## PASSAGE FOR REVIEW

The last part on how COVID has affected seniors are resumes, extracurricular activities, and standardized tests. Purely from an academic standpoint, resume building is a lot harder for seniors this year. And this is not to mention the stress that they’ve accumulated over the last several months, as well as the fact that some seniors might not even be able to go to college next year because they might’ve wanted to study at a university in a different country. 

Mogel says, “the uncertainty with the SAT/ACT and the myriad of cancellations made looking for colleges more difficult.” Since the outbreak of the coronavirus, several important standardized tests have either been canceled or postponed. While some students acknowledge that the test-optional aspect of applications has been a nice stress alleviator, many seniors still want to use their standardized test scores as a way to indicate their potential and help them decide what colleges to apply to. 

As one survey respondent said, “[my] spring and summer [SAT] tests were canceled, and as a result, I won’t be able to super score my score.” And other students who have been scheduled to take the ACT in the near future because their previous exams were canceled are now in a tight spot because they won’t get their scores before the early action deadlines.

## SUPPLIED INFORMATION
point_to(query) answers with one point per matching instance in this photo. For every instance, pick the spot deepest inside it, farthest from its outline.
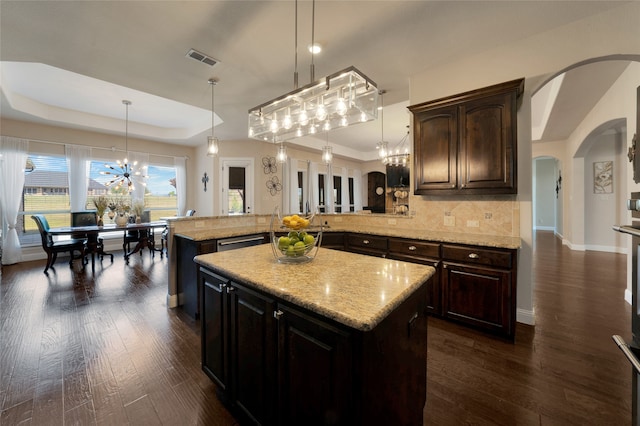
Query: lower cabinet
(479, 287)
(314, 370)
(239, 347)
(278, 364)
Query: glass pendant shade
(281, 156)
(327, 154)
(341, 99)
(212, 146)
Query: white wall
(545, 193)
(602, 211)
(615, 31)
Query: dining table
(91, 233)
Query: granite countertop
(355, 290)
(437, 236)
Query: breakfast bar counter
(338, 340)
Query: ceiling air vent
(201, 57)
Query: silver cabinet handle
(627, 352)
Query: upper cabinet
(467, 143)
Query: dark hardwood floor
(102, 348)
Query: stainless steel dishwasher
(233, 243)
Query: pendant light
(341, 99)
(382, 146)
(124, 172)
(327, 153)
(212, 141)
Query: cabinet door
(253, 354)
(481, 297)
(488, 145)
(314, 370)
(214, 322)
(435, 149)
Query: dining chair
(135, 236)
(95, 244)
(52, 247)
(165, 233)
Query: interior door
(236, 192)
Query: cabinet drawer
(478, 256)
(367, 241)
(414, 248)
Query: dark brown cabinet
(280, 364)
(238, 346)
(333, 240)
(187, 271)
(315, 370)
(366, 244)
(467, 143)
(479, 287)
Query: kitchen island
(339, 340)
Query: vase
(122, 219)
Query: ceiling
(72, 63)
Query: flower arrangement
(101, 202)
(138, 208)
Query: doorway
(236, 192)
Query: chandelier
(339, 100)
(124, 172)
(212, 141)
(398, 156)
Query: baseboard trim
(525, 316)
(172, 300)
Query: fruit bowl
(295, 238)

## WORK REQUEST 1
Decide whether each statement below agrees with the passage on how COVID has affected seniors: (a) Since the coronavirus outbreak, several important standardized tests have been canceled or postponed. (b) Because applications are test-optional, seniors no longer wish to use their standardized test scores. (c) Students rescheduled to take the ACT will receive their scores before the early action deadlines. Answer yes or no for each, quoting the words of the passage that decide it.
## WORK REQUEST 2
Rewrite the passage on how COVID has affected seniors between "As one survey" and "early action deadlines.", inclusive, replacing "survey respondent" with "student".

## TASK SOLUTION 1
(a) Yes: "several important standardized tests have either been canceled or postponed."
(b) No: "many seniors still want to use their standardized test scores as a way to indicate their potential and help them decide what colleges to apply to."
(c) No: "they won’t get their scores before the early action deadlines."

## TASK SOLUTION 2
As one student said, “[my] spring and summer [SAT] tests were canceled, and as a result, I won’t be able to super score my score.” And other students who have been scheduled to take the ACT in the near future because their previous exams were canceled are now in a tight spot because they won’t get their scores before the early action deadlines.